> Task description:
In the tutorial program, please turn the paragraph beginning "Nikolaos Kardoulakis is a Software Engineer" into a short list that keeps its main facts.

> Selected extract:
Dimitris Plexousakis 10.00CET (15 min)

Introduction and preliminaries

The basics of semi-structured data models such as RDF graphs, RDFS and OWL ontologies, Shape Expressions for an RDF graph, Object Exchange Model and JSON.

Presentation Part 1
Dimitris Plexousakis 10.15CET (15 min)

Applications

This part covers a list of uses and applications for schema-related information, such as Data Indexing, Query Answering, Semantic Summarization etc.

Presentation Part 1
Zoubida Kedad 10.30 (35 min)

Dimensions of Analysis & Implicit Schema Discovery & Implicit Schema Discovery

An overview of the analysis dimensions and the implicit schema category.

Presentation Part 2
Kenza Kellou-Menouer 11.05 (25 min)

Pattern Discovery

An overview of the works in the pattern discovery is presented.



Presentation Part 3
11.30 (15 min)

Break

Haridimos Kondylakis 11.45 (20 min)

Explicit Schema Enrichment

An overview of the works in the explicit schema enrichment is presented.



Presentation Part 4
Haridimos Kondylakis 12.05 (20 min)

Open issues and future research direction

Open issues on schema discovery and the possible future research directions are discussed in this part of the tutorial.

Presentation Part 4
Nikos Kardoulakis & Georgia Troullinou 12.25 (20 min)

Hands-on

Show, through experimentation, the challenges involved in semantic schema discovery.

Presentation Part 5
All 12.45 (15 min)

Q&A

Questions and answers.

Team

Collaborators

  • Kenza Kellou-Menouer

    Kenza Kellou-Menouer is a Collaborating Researcher at University of Versailles Paris-Saclay, France. She holds an engineering degree in machine learning, a research M.Sc in databases then a Ph.D on the topic of “Semantic Schema Discovery”. She has publications on this topic in international conferences and journals including: Information Systems Journal, VLDB Journal, ER, SSDBM, ESWC, etc. She is also a freelance trainer in IT, for various companies and engineering schools, teaching lessons on: Semantic Web Mining, Database Management, Software Engineering, Multi-language Programming, etc.

  • Nikos Kardoulakis

    Nikolaos Kardoulakis is a Software Engineer and Research Assistant at Institute of Computer Science, Foundation of Research Technology Hellas (FORTH). He holds a M.Sc and B.A in Computer Science from University of Crete. His research interests include big data, semantics, data partitioning and schema discovery. He has a recent publication to relevant topics in the SSDBM 2021.

  • Georgia Troullinou

    Georgia Troullinou is a Ph.D candidate at the University of Crete in Computer Science. Before that, she was a research and development engineer at FORTH-ICS. She got her B.Sc and M.Sc degrees from the Computer Science Department of the University of Crete. Georgia’s research interests include knowledge representation and management using Semantic Web technologies, with a particular interest on summarizing semantic knowledge bases, big data partitioning and semantic schema discovery. She has publications in international conferences and journals in those areas including ACM SIGMOD, ISWC, ESWC, ICDE, SSDBM, VLDBJ.

> Dataset excerpt:

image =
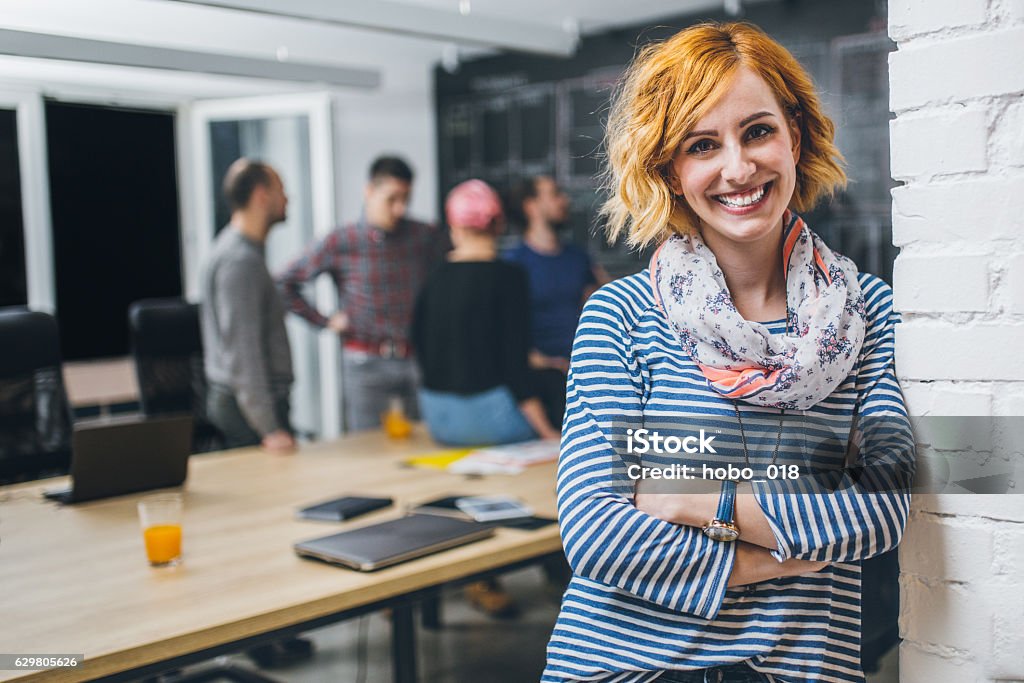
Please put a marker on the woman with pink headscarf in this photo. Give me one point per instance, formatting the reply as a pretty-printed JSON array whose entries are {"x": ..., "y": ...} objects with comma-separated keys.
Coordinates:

> Exercise response:
- Nikolaos Kardoulakis: Software Engineer and Research Assistant at the Institute of Computer Science, Foundation of Research Technology Hellas (FORTH)
- Degrees: M.Sc and B.A in Computer Science, University of Crete
- Research interests: big data, semantics, data partitioning, schema discovery
- Recent publication on related topics: SSDBM 2021